**Consignes de l'exercice:**
**A)** Répondez aux questions suivantes d'après l'extrait choisi.
(i) Quels sujets d'actualité sont donnés en exemple pour les débats télévisés ?
(ii) Quels peuples étrangers sont nommés comme ayant déjà manifesté ?
(iii) Où et à quelle date une manifestation est-elle prévue ?
**B)** Indiquez si chaque affirmation concorde avec l'extrait choisi, en citant les mots qui le montrent.
(i) La parole est donnée de façon égale à tous.
(ii) Le cherry picking a été évoqué à propos des sujets traités par les médias.
(iii) Les Espagnols n'ont pas encore manifesté.

Covid-19 : Une épidémie déconcertante, Retour vers le futur
L’épidémie fait couler beaucoup d’encre, déchainant les passions tel une guerre de chapelle, alimentant les débats télévisés d’experts spécialisés vantant les mérites de telle ou telle solution, ou s’épanchant sur les sujets d’actualité comme l’obligation du port du masque ou d’une éventuelle seconde vague. Un débat amène un autre débat, sur une étude qui succède à une autre. A plusieurs reprises ont été évoqué les positions normatives et le cherry picking sur les sujets traités par les médias. La parole étant donnée à certains plus qu’à d’autres, établissant des incohérences et faisant naître des questionnements parmi les citoyens. A l’étranger, les Allemands, les Espagnols, notamment, ont déjà manifesté pour demander des comptes à leur gouvernement respectif. Les mêmes causes produisant les mêmes effets, ce 29 août est prévu une manifestation à Londres.

**Extrait des données:**
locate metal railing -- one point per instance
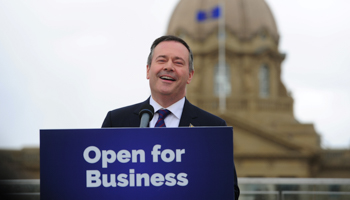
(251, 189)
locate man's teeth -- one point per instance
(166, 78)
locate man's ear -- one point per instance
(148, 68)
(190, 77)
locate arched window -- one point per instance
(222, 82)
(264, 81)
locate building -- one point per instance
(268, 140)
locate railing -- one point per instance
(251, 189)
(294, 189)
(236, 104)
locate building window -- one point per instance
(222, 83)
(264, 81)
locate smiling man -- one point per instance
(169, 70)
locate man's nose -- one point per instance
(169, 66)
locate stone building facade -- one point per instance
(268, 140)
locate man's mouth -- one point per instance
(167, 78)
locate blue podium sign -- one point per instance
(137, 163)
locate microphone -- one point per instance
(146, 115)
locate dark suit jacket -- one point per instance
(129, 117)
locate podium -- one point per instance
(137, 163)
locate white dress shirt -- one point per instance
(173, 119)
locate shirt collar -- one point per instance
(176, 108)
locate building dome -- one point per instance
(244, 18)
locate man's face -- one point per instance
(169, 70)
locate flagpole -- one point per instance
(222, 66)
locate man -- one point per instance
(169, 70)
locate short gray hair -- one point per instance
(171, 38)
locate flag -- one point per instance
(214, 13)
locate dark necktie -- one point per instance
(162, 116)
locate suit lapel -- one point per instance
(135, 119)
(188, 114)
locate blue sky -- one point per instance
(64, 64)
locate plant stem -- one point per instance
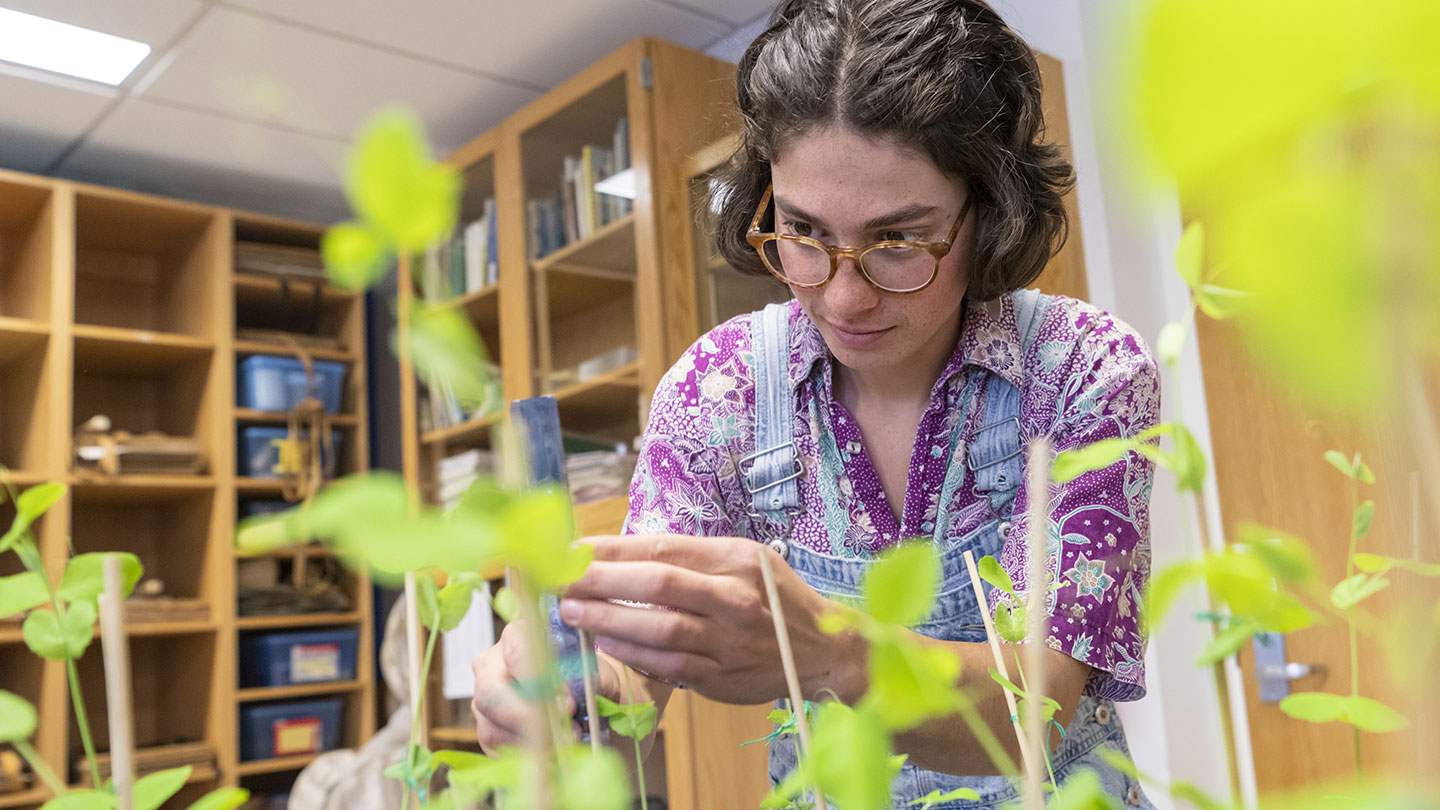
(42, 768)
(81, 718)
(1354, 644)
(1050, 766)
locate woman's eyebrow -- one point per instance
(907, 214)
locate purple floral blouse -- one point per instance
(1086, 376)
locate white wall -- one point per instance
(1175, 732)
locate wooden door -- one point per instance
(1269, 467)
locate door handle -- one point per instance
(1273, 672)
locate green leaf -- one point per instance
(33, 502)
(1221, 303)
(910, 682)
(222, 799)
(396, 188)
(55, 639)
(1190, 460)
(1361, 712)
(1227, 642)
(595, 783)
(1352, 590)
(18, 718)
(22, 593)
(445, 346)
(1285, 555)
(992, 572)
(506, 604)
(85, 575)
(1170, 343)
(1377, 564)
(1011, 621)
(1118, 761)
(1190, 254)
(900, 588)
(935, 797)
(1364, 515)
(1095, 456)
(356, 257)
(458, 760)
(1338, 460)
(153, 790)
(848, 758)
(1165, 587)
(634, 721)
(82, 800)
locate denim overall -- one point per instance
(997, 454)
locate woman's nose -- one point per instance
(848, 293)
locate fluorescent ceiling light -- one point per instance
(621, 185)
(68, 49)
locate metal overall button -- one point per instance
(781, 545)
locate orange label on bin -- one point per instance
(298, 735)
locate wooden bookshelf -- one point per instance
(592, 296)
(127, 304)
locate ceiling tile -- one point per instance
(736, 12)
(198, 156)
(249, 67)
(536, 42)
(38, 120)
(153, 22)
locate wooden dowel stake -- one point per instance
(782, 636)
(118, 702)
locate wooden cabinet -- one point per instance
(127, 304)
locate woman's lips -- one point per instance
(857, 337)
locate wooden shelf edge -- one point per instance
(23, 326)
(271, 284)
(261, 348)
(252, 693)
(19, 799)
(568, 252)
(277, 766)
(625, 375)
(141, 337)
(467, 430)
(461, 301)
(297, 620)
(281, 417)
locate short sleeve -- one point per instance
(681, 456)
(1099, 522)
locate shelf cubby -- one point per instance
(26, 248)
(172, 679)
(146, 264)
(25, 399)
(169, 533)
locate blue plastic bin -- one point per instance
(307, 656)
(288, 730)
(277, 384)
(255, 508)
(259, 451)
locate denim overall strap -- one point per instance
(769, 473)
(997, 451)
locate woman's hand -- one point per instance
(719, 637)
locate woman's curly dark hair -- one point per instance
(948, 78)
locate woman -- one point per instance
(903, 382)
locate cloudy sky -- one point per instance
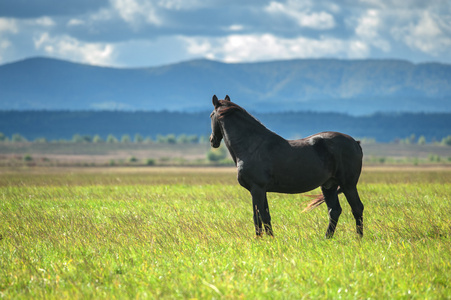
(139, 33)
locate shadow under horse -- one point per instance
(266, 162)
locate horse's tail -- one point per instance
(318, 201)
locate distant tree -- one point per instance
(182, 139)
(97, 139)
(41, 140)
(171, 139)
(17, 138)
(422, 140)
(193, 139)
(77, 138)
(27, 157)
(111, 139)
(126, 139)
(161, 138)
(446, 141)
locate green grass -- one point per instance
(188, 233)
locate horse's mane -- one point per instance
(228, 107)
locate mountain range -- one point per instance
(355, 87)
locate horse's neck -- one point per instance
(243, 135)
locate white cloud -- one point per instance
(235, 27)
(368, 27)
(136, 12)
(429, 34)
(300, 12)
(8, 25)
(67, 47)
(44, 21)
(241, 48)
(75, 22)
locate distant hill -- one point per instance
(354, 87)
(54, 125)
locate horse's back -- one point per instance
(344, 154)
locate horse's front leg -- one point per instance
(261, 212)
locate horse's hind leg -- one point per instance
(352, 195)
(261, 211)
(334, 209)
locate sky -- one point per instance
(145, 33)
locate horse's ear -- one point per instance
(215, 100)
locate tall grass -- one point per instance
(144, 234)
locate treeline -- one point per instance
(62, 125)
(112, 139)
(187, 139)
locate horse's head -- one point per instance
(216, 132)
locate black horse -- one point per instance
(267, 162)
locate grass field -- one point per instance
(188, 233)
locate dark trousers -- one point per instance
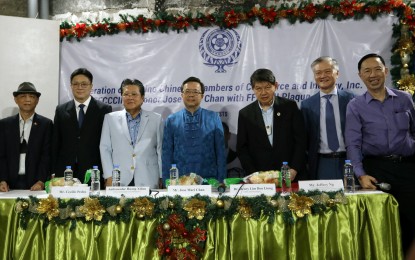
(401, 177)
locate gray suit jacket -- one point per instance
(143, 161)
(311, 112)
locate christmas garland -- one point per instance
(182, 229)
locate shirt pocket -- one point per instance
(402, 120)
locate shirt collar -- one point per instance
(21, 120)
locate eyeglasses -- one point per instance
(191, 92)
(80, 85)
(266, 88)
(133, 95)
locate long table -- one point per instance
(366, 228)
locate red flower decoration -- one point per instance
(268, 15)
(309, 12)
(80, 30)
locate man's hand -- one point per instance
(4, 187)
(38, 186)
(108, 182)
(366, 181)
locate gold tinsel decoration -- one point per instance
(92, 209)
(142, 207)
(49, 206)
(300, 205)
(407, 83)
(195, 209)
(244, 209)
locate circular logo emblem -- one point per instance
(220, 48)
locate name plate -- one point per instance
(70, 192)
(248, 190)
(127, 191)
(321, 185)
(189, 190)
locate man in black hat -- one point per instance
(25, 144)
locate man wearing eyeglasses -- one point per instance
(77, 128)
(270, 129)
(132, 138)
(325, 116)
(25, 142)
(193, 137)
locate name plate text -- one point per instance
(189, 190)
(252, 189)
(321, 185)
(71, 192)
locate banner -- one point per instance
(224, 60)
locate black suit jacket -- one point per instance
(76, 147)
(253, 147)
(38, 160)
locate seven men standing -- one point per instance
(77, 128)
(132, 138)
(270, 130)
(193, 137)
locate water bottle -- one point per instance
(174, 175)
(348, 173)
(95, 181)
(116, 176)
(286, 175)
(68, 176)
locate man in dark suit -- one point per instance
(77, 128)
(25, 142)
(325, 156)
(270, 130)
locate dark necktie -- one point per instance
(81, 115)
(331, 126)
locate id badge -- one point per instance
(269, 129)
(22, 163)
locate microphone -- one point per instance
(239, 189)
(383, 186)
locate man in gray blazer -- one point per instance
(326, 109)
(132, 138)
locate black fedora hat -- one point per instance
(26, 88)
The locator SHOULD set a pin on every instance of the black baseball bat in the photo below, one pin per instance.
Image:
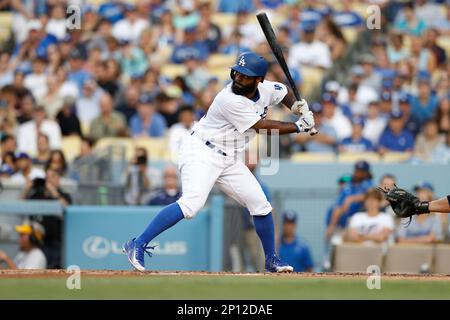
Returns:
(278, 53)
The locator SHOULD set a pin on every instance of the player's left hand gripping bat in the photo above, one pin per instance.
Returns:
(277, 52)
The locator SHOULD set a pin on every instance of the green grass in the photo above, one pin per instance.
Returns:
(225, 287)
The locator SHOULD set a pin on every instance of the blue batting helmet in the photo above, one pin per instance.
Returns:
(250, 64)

**Corrigé:**
**A)**
(i) L'obligation du port du masque et une éventuelle seconde vague.
(ii) Les Allemands et les Espagnols.
(iii) À Londres, le 29 août.

**B)**
(i) Non : « La parole étant donnée à certains plus qu’à d’autres »
(ii) Oui : « A plusieurs reprises ont été évoqué les positions normatives et le cherry picking sur les sujets traités par les médias »
(iii) Non : « les Allemands, les Espagnols, notamment, ont déjà manifesté »